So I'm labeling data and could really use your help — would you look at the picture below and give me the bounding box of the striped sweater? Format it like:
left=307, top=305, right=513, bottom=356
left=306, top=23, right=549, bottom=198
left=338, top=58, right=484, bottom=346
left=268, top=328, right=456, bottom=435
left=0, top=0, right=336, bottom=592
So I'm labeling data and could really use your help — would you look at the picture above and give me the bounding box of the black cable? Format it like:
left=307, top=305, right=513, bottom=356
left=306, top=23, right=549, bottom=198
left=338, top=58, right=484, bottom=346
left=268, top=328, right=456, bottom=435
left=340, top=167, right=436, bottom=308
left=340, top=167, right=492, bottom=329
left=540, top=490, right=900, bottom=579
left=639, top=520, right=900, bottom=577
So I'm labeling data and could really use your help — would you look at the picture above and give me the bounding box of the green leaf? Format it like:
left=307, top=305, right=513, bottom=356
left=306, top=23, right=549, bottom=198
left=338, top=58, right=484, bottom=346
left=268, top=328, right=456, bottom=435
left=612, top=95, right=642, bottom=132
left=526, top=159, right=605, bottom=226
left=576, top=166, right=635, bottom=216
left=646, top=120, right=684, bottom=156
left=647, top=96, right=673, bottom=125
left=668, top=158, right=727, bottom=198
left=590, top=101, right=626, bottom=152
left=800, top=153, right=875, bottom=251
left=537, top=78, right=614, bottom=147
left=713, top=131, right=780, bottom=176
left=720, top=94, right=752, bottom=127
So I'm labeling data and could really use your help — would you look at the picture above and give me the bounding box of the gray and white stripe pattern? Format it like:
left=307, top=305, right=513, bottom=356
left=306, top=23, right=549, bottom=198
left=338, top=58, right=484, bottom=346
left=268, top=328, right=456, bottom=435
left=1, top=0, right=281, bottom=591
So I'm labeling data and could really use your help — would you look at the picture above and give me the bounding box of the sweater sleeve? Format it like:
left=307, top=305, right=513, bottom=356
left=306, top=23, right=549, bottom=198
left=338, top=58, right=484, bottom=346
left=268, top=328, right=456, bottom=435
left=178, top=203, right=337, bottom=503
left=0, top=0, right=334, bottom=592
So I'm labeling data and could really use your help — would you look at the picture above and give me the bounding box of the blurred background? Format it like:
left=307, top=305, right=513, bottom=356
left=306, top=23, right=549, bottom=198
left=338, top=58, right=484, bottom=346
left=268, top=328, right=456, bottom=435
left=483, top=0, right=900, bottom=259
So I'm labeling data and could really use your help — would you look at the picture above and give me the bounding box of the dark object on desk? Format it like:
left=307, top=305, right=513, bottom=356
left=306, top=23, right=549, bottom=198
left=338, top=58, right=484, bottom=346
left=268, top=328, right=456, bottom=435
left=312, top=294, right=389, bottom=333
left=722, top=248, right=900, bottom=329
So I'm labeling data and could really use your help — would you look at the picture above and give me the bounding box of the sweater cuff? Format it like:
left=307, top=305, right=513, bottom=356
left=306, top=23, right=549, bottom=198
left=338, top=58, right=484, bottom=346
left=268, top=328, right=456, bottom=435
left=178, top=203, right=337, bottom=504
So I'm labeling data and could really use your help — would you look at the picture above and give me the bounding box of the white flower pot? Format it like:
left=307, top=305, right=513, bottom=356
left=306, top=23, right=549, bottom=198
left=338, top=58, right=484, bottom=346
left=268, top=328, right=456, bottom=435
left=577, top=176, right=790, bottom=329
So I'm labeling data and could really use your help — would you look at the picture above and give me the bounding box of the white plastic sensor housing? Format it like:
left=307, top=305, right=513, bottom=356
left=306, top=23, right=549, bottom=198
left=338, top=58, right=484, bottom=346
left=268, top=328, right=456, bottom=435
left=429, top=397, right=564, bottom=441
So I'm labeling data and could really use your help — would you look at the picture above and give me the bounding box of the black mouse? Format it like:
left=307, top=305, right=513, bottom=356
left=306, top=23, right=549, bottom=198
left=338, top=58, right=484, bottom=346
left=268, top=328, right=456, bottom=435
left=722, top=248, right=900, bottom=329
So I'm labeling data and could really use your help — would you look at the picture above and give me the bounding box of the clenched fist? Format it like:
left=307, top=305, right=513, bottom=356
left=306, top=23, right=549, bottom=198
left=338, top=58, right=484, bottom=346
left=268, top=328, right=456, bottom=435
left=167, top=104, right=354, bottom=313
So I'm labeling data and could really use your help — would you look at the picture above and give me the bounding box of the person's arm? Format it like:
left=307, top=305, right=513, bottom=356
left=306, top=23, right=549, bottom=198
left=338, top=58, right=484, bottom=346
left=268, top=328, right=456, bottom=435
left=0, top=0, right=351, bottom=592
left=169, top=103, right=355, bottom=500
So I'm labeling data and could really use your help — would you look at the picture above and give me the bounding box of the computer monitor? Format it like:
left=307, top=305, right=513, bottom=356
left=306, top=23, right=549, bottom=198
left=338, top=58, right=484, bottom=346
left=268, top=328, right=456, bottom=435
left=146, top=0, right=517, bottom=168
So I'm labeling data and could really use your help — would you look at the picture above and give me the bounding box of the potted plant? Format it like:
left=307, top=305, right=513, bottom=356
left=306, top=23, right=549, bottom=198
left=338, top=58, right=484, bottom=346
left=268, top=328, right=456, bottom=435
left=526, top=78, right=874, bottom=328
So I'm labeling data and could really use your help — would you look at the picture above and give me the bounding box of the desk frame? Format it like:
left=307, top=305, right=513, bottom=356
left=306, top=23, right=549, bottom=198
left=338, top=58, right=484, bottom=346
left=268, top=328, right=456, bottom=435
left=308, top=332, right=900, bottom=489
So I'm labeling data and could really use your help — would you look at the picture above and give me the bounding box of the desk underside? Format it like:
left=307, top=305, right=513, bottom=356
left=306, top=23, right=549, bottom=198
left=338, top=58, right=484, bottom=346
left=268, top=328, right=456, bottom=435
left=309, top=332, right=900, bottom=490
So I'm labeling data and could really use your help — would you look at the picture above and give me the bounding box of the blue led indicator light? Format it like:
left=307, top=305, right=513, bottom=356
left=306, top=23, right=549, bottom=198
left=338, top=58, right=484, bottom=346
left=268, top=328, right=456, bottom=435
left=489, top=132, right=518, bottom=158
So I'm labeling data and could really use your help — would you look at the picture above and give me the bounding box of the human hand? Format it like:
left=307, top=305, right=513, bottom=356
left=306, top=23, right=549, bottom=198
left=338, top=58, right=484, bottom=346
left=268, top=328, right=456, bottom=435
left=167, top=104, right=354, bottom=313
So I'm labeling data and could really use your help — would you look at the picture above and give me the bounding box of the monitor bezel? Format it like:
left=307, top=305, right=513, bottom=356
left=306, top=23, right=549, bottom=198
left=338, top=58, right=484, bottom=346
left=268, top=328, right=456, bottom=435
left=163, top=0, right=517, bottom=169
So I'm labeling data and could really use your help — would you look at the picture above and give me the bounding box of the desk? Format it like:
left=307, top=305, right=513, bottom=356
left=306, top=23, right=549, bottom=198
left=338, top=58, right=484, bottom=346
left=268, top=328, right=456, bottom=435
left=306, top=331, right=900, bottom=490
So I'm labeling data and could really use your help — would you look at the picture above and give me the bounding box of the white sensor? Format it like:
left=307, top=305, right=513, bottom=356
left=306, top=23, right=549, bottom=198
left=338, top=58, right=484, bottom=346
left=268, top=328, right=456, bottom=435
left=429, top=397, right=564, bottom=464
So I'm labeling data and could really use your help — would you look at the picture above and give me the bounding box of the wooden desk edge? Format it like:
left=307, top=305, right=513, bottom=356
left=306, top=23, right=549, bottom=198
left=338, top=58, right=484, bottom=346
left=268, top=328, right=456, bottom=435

◆ ◆ ◆ ◆ ◆ ◆ ◆

**What needs to be done**: Which lines of the material contain "sensor"? List them.

**Result for this exercise**:
So I'm labeling data and could really use your help — would you look at the picture above and give me the bounding box of the white plastic sensor housing? Format it like:
So I'm labeling data and could really use your help — would you look at the picture above and give me the bounding box of the white sensor? Format it like:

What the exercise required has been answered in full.